TASK GOAL:
Print the listing in its entirety and exactly, leaving out images.

::::::::

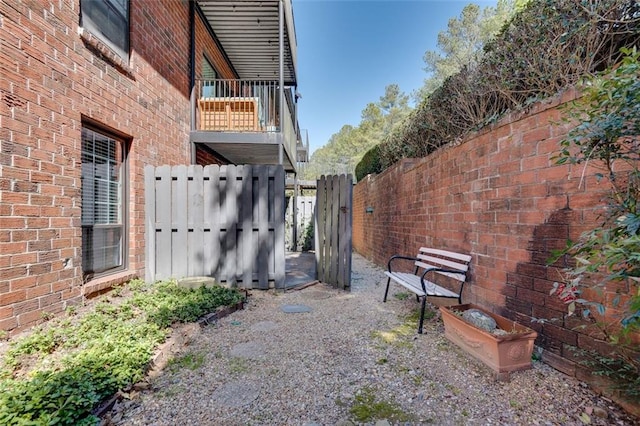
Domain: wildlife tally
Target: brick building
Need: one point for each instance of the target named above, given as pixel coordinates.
(91, 91)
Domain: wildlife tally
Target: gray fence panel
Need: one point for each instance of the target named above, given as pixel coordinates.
(150, 222)
(163, 222)
(246, 212)
(278, 221)
(211, 245)
(263, 226)
(195, 224)
(179, 208)
(220, 221)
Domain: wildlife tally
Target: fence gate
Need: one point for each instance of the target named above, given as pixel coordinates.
(301, 238)
(333, 230)
(225, 222)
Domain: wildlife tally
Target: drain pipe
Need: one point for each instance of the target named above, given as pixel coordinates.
(192, 75)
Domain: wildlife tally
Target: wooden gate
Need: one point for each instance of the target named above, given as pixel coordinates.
(225, 222)
(333, 230)
(300, 238)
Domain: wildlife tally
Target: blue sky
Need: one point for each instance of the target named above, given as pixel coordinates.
(349, 50)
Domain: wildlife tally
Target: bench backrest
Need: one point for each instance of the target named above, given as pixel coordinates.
(430, 258)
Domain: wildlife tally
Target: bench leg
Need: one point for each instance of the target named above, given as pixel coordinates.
(424, 302)
(387, 290)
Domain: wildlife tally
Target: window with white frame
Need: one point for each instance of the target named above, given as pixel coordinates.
(108, 20)
(104, 181)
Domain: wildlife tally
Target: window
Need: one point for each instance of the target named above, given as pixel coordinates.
(109, 20)
(103, 208)
(208, 76)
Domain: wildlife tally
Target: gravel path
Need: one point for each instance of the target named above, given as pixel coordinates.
(348, 361)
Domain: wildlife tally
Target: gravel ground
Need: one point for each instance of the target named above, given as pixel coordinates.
(348, 361)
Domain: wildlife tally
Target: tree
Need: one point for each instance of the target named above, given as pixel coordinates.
(463, 42)
(345, 148)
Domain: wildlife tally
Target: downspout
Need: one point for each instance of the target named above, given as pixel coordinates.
(281, 81)
(192, 74)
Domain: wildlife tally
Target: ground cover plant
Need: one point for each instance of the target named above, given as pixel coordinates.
(61, 371)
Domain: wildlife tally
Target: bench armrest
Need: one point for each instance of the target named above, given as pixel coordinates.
(397, 256)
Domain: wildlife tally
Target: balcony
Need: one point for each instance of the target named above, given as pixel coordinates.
(241, 120)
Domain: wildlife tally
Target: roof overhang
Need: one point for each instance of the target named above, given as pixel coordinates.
(249, 33)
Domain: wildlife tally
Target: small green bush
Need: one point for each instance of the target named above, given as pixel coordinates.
(59, 373)
(369, 164)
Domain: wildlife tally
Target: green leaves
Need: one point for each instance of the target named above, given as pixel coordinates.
(95, 354)
(608, 136)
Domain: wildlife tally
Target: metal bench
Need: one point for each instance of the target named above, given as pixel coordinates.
(433, 262)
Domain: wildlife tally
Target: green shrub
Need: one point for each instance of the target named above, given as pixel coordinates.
(60, 372)
(606, 140)
(547, 47)
(369, 164)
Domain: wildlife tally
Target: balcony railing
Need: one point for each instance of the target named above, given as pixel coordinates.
(249, 106)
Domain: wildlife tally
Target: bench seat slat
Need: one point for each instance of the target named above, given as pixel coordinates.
(460, 256)
(412, 282)
(440, 263)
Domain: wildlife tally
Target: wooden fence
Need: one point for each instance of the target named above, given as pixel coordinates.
(333, 230)
(305, 207)
(225, 222)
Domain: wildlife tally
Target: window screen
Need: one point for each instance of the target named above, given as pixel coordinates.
(109, 20)
(102, 202)
(208, 76)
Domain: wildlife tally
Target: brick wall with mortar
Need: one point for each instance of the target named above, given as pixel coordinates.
(499, 196)
(53, 78)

::::::::

FULL ANSWER:
Domain: wildlife tally
Target: brick building
Need: one point for each instance of the target named above, given as pixel coordinates.
(91, 91)
Domain: wildlife tally
Target: gray fence panel
Need: one point for each instance of the target named above, given as pixel coordinates.
(150, 222)
(163, 222)
(246, 212)
(278, 221)
(211, 245)
(263, 226)
(195, 224)
(179, 208)
(220, 221)
Domain: wildlife tally
Target: fence gate
Need: one point for each instance of the target named above, given as pixel coordinates.
(301, 238)
(333, 230)
(225, 222)
Domain: wildlife tally
Target: drain pipe
Need: one point for each instance of the target named above, given as pixel coordinates.
(192, 75)
Domain: wildlife tally
Target: wooden gate
Need: one point for each instance of the target named above, given as pixel coordinates.
(225, 222)
(333, 230)
(300, 238)
Domain: wildlife tally
Target: blue sky
Need: one point for each instance of the target named above, given as pixel coordinates.
(349, 50)
Domain: wildlife tally
Target: bench backrest
Need: one point for each instance of the target named above, given as pixel coordinates.
(430, 258)
Domain: wildlife tally
Target: bench leg
Need: one point for each instance of the target named above, given as pixel coordinates.
(424, 302)
(387, 290)
Domain: wildlife tally
Target: window with white frame
Need: one point for each instance of the target named above, given as pixel coordinates.
(108, 20)
(104, 181)
Domain: wildlife tally
Target: window
Need: one point for each instance of the target named above, given as pixel coordinates.
(109, 20)
(103, 208)
(208, 76)
Domain: wildlife tally
Target: gravel path
Need: one point for each instance of the target named above, given as pixel coordinates.
(348, 361)
Domain: wildlife tally
Target: gravel ground
Need: one point for each instance of the target named above, given as pixel coordinates.
(348, 361)
Domain: wildlife tally
Target: tree
Need: one point for each instance of the target named above, given as pixel coordinates.
(463, 42)
(345, 148)
Domain: wildlife tally
Target: downspout
Need: one point for each instance of the target named above, given as pixel coordinates.
(281, 81)
(192, 74)
Domain: wildlife tally
Target: ground cover plant
Need: one point for each instance of the target named above, given as pixel coordinates.
(61, 371)
Domain: wildlife tally
Target: bench armrest
Need: one point for each instance of the target named above, given as pixel coordinates.
(397, 256)
Domain: wildlife tally
Target: balcony
Need: one point for each instance of the target named above, given as pixel coordinates.
(241, 120)
Domain: wildlife tally
Target: roof overhang
Need: one point for each instance of the target named above, given as pixel coordinates.
(249, 33)
Domain: wildlife tally
Target: small green bush
Need: one point for each instance of the target named above, given as pixel coordinates.
(59, 373)
(369, 164)
Domain: wildlife tally
Target: green leaves
Need: one point for each instance of the target named above, given as pixel coordinates.
(95, 354)
(608, 136)
Domain: wildlife tally
Target: metal bench
Need: one point for each instance of the target named above, given as pixel coordinates.
(433, 262)
Domain: wildlife tally
Target: green shrub
Need: one point for each instance of the target named above, given as pixel coordinates.
(60, 372)
(606, 140)
(547, 47)
(369, 164)
Domain: wildlife tally
Target: balcony railing
Need: one point for each instance of the target named above, given as pixel coordinates.
(249, 106)
Domain: wildlife tally
Target: bench seat slat
Need: one point for each instance of the target named above, given as pixel coordinates.
(460, 256)
(412, 282)
(440, 263)
Domain: wildlife tally
Target: wooden fence
Need: one point for each instance of the target named above, given as pixel coordinates.
(333, 230)
(305, 207)
(225, 222)
Domain: wildlife tally
Target: window screen
Need: one point for each instance of the target named above, given as pixel coordinates.
(109, 20)
(102, 202)
(208, 76)
Domain: wildlife tally
Target: brick wall with mortar
Need: one point for each instance of the target named above, given as pixel coordinates.
(499, 196)
(53, 78)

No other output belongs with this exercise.